One block of data
(begin)

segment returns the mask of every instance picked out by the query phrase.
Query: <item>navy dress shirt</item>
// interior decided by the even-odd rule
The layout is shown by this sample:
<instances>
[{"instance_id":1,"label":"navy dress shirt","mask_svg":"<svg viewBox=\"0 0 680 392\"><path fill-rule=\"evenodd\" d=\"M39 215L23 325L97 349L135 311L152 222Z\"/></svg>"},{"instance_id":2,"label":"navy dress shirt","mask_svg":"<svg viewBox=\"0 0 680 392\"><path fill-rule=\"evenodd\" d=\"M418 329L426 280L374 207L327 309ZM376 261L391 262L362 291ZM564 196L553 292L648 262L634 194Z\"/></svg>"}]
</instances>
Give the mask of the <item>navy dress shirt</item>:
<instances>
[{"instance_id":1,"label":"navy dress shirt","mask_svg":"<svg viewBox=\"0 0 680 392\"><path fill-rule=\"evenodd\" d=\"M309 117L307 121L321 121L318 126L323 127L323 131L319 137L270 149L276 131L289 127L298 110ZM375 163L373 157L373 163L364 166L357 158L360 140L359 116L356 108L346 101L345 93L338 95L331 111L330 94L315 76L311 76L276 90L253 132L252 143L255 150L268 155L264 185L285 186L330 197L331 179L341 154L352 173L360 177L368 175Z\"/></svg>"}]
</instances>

(end)

Task goal: Please reproduce the data above line for line, changing nothing.

Output:
segment returns the mask of every instance picked out by the query phrase.
Query: <item>navy dress shirt</item>
// interior decided by the even-odd rule
The layout is shown by this sample:
<instances>
[{"instance_id":1,"label":"navy dress shirt","mask_svg":"<svg viewBox=\"0 0 680 392\"><path fill-rule=\"evenodd\" d=\"M39 215L23 325L97 349L135 311L152 222Z\"/></svg>"},{"instance_id":2,"label":"navy dress shirt","mask_svg":"<svg viewBox=\"0 0 680 392\"><path fill-rule=\"evenodd\" d=\"M418 329L426 280L374 207L327 309ZM376 261L391 262L362 291ZM564 196L553 292L648 262L634 194Z\"/></svg>"}]
</instances>
Give the mask of the <item>navy dress shirt</item>:
<instances>
[{"instance_id":1,"label":"navy dress shirt","mask_svg":"<svg viewBox=\"0 0 680 392\"><path fill-rule=\"evenodd\" d=\"M309 117L307 121L321 121L318 126L323 127L323 131L319 137L270 149L276 131L289 127L298 110ZM375 163L373 157L373 163L364 166L357 158L360 140L359 116L356 108L346 101L345 93L338 95L331 111L330 94L315 76L311 76L276 90L253 132L252 143L255 150L268 155L264 185L285 186L330 197L331 179L341 154L352 173L360 177L368 175Z\"/></svg>"}]
</instances>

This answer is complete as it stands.